> _Assigned task_
An exact reproduction of all the entries is what the answer must contain.

Recorded data
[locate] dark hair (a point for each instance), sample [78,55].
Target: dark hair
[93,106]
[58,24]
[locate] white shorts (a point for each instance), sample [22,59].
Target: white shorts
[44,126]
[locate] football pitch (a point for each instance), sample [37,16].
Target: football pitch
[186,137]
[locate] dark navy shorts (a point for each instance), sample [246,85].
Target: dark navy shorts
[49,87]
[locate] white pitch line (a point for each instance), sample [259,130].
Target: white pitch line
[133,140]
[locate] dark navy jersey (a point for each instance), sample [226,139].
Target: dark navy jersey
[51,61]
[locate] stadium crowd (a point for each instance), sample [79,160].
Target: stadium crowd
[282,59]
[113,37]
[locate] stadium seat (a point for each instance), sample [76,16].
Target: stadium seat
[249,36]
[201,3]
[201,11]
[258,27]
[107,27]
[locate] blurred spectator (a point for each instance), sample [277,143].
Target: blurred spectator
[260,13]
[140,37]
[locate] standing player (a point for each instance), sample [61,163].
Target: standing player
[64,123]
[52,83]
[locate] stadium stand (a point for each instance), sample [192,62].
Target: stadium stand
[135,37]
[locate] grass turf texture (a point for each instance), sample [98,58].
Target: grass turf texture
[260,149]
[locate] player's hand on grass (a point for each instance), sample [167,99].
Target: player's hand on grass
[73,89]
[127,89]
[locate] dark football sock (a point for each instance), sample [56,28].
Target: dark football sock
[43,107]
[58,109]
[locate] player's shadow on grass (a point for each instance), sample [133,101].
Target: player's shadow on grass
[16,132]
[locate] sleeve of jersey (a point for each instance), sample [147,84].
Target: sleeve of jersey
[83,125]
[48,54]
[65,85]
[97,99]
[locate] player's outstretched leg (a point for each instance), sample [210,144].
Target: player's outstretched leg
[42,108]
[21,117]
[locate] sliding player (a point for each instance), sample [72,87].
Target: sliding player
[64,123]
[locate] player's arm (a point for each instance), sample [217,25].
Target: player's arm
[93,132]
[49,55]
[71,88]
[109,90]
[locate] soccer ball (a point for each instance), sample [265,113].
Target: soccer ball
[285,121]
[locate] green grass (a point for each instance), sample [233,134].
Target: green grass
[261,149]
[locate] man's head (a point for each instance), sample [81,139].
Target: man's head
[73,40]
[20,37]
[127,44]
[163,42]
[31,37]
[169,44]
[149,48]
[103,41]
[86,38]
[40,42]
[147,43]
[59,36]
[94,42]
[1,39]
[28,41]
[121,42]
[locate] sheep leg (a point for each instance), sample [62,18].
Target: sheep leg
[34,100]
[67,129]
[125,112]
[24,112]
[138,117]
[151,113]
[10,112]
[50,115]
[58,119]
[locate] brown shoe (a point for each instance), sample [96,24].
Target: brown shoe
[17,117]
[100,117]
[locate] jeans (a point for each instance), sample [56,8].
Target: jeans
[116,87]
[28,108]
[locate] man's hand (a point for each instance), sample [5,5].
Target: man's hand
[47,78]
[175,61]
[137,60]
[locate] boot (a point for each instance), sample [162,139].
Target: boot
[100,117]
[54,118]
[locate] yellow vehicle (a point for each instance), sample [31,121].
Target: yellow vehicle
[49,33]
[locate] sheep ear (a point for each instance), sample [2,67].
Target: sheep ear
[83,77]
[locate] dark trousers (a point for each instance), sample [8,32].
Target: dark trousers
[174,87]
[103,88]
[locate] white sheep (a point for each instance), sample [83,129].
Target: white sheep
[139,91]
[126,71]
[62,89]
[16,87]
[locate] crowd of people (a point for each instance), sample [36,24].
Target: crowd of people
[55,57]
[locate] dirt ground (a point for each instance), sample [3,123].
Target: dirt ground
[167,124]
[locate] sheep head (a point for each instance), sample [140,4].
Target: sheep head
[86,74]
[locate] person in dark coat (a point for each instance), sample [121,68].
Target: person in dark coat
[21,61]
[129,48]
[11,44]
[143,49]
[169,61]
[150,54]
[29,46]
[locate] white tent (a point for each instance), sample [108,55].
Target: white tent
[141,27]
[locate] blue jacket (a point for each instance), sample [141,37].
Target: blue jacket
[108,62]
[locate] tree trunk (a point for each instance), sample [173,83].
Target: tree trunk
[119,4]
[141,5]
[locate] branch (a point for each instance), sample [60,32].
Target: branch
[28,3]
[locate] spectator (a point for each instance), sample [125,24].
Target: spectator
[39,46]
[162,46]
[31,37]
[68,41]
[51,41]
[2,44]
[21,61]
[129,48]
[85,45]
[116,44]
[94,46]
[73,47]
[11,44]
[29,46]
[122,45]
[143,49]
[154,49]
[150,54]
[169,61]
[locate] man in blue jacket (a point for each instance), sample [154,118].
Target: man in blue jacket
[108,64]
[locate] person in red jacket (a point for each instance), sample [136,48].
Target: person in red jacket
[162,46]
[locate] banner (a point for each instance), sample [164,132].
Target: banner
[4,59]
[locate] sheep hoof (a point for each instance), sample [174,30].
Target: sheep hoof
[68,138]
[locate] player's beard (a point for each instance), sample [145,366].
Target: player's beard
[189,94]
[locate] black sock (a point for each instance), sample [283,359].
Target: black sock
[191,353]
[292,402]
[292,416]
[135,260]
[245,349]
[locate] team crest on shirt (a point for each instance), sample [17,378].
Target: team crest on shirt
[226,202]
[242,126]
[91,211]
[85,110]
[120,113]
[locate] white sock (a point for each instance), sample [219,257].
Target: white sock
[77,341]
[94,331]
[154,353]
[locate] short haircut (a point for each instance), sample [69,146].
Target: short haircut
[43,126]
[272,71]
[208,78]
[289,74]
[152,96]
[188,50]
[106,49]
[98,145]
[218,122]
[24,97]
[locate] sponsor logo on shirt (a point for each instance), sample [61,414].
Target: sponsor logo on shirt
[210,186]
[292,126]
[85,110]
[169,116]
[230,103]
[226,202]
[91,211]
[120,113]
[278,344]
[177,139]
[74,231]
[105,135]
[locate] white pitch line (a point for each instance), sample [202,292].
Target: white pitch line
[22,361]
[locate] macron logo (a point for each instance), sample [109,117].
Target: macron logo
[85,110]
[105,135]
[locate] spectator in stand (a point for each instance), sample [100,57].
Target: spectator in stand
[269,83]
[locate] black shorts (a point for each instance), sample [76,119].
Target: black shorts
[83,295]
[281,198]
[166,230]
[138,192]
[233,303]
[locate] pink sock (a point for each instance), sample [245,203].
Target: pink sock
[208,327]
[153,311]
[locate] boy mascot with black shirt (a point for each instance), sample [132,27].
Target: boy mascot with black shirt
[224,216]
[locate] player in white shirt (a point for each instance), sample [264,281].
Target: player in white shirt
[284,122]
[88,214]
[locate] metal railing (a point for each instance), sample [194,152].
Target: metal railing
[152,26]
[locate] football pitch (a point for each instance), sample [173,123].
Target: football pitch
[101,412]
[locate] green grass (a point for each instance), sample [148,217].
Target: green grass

> _Problem solution_
[locate] dark hair (a point for each instance), sample [78,55].
Target: dark hair
[93,106]
[58,24]
[locate] white shorts (a point for each instance), sample [22,59].
Target: white shorts
[44,126]
[locate] football pitch (a point for each instance), sample [37,16].
Target: football pitch
[186,137]
[locate] dark navy shorts (a point for each instance), sample [246,85].
Target: dark navy shorts
[49,87]
[locate] white pitch line (a point for each instance), sample [259,130].
Target: white pitch line
[133,140]
[locate] dark navy jersey (a point for each instance), sample [226,139].
Target: dark navy jersey
[51,61]
[locate] stadium crowd (a point for each instance), sample [79,160].
Target: stadium crowd
[282,59]
[113,37]
[locate] stadium seat (a point for each instance), sample [76,16].
Target: stadium seat
[249,36]
[201,3]
[201,11]
[258,27]
[107,27]
[locate] blurred spectator (a point for each instance), sample [277,143].
Target: blurred spectator
[260,13]
[140,37]
[locate] standing player (a point for each instance), sample [61,163].
Target: standing player
[64,123]
[52,83]
[locate] stadium stand (a point for each instance), sample [192,62].
Target: stadium stand
[135,37]
[locate] grass turf texture (a point for each instance), sample [98,58].
Target: grass turf texture
[260,149]
[locate] player's hand on grass (a point for each instance), sample [167,99].
Target: player's hand on grass
[73,89]
[127,89]
[locate] dark football sock (a point for each instance), sample [56,28].
Target: dark football sock
[43,107]
[58,109]
[locate] player's shadow on grass (a point for each instance), sample [133,101].
Target: player's shadow on grass
[16,132]
[locate] sleeve of jersey (a point for each instance), sample [147,84].
Target: sleeve of jersey
[83,125]
[48,54]
[65,85]
[97,99]
[locate] player's outstretched leg (a point for each instance), sample [210,144].
Target: player's outstretched leg
[42,108]
[21,117]
[locate] sliding player (a point for each instance), sample [72,87].
Target: sliding player
[64,123]
[locate] player's arm (a point for each instance), sample [217,25].
Target: player's arm
[93,132]
[49,55]
[71,88]
[109,90]
[locate] soccer ball (a point for each instance), sample [265,113].
Target: soccer ball
[285,121]
[locate] green grass (a point for each instance), sample [233,134].
Target: green grass
[261,149]
[locate] man's head (a point for each instance), sample [81,139].
Target: man's head
[73,40]
[20,37]
[127,44]
[163,42]
[31,37]
[169,44]
[149,48]
[103,41]
[86,38]
[40,42]
[147,43]
[59,36]
[94,42]
[1,39]
[28,41]
[121,42]
[locate] sheep leg (a point for each instance), sample [62,18].
Target: sheep leg
[34,100]
[67,129]
[125,112]
[24,112]
[138,117]
[151,113]
[10,112]
[50,115]
[58,119]
[locate] brown shoe (a point for each instance), sample [96,24].
Target: brown shoe
[17,117]
[100,117]
[locate] jeans (a point for each instance), sample [56,8].
Target: jeans
[116,87]
[28,108]
[locate] man's hand (a point for each instance), sample [5,5].
Target: man's hand
[47,78]
[175,61]
[137,60]
[locate] boot (a point for each instance), sample [162,139].
Target: boot
[100,117]
[54,118]
[locate] yellow vehicle (a point for each instance), sample [31,121].
Target: yellow vehicle
[49,33]
[locate] sheep ear (a point for each instance), sample [2,67].
Target: sheep ear
[83,77]
[locate] dark trousers (a point for each instance), sample [8,32].
Target: dark trousers
[174,87]
[103,88]
[locate] white sheep (a point for each instance), sample [83,129].
Target: white sheep
[139,91]
[126,71]
[62,89]
[16,87]
[locate] crowd of people (a point for each instance), sample [36,24].
Target: crowd of people
[55,57]
[locate] dirt ground (a point for each instance), sample [3,123].
Target: dirt ground
[167,124]
[locate] sheep head (a point for each instance), sample [140,4].
Target: sheep head
[86,74]
[locate] person in dark coat (a point for each instance), sample [121,68].
Target: person in dark coat
[21,61]
[129,48]
[11,44]
[143,49]
[169,61]
[150,54]
[29,46]
[locate] white tent (a point for each instance), sample [108,55].
Target: white tent
[141,27]
[locate] blue jacket (a point for each instance), sample [141,37].
Target: blue jacket
[108,62]
[locate] tree trunk (a point for each instance), sample [173,83].
Target: tree trunk
[119,4]
[141,5]
[locate] branch (a point for each instance), sample [60,32].
Target: branch
[28,3]
[locate] spectator (a point for each instance), sample [125,24].
Target: spectator
[39,46]
[162,46]
[31,37]
[68,41]
[51,41]
[2,44]
[21,61]
[129,48]
[85,45]
[116,44]
[94,46]
[73,47]
[11,44]
[29,46]
[122,45]
[143,49]
[154,49]
[150,54]
[169,61]
[locate] man in blue jacket (a point for each instance), sample [154,118].
Target: man in blue jacket
[108,64]
[locate] person in red jacket (a point for each instance), sample [136,48].
Target: person in red jacket
[162,46]
[locate] banner (a point for each instance), sample [164,132].
Target: banner
[4,59]
[locate] sheep hoof (a point for each instance), sample [174,30].
Target: sheep hoof
[68,138]
[locate] player's beard (a point for each instance), sample [145,366].
Target: player's beard
[189,94]
[locate] black sock (a point for each instance), sample [283,359].
Target: black sock
[191,353]
[292,402]
[292,416]
[135,260]
[245,349]
[locate] team crest on shirt (a point for each instance), sample [17,378].
Target: team crest on shirt
[226,202]
[242,126]
[91,211]
[85,110]
[120,113]
[locate] white sock (a point for each instance), sample [219,257].
Target: white sock
[77,341]
[94,331]
[154,353]
[locate] short haircut (a point for each instance), sample [69,146].
Target: short haircut
[43,126]
[272,71]
[208,78]
[289,74]
[152,96]
[188,50]
[106,49]
[98,145]
[218,122]
[24,97]
[locate] sponsor logo on shirt (a point for each instance), sample [61,414].
Target: sponsor logo on shirt
[210,186]
[292,126]
[85,110]
[169,116]
[230,103]
[226,202]
[91,211]
[120,113]
[278,344]
[177,139]
[74,231]
[105,135]
[locate] white pitch line (a point for each instance), sample [202,292].
Target: white pitch line
[22,361]
[locate] macron logo (a point for each instance), sample [109,117].
Target: macron logo
[85,110]
[105,135]
[locate] spectator in stand (a point for each instance), sample [100,57].
Target: spectator in stand
[269,83]
[locate] black shorts (a point for each instance), sample [76,119].
Target: black shorts
[83,295]
[281,198]
[166,230]
[138,192]
[233,303]
[locate] pink sock (a point for each instance), sample [245,203].
Target: pink sock
[208,327]
[153,311]
[locate] boy mascot with black shirt (a point for each instance), sample [132,27].
Target: boy mascot with black shirt
[224,216]
[locate] player in white shirt (a point for each instance), sample [264,281].
Target: player in white shirt
[284,122]
[88,214]
[locate] metal railing (a point for each instance), sample [194,152].
Target: metal railing
[152,26]
[locate] football pitch (a point for each instance), sample [173,123].
Target: football pitch
[101,412]
[locate] green grass (a point for each instance), sample [148,217].
Target: green grass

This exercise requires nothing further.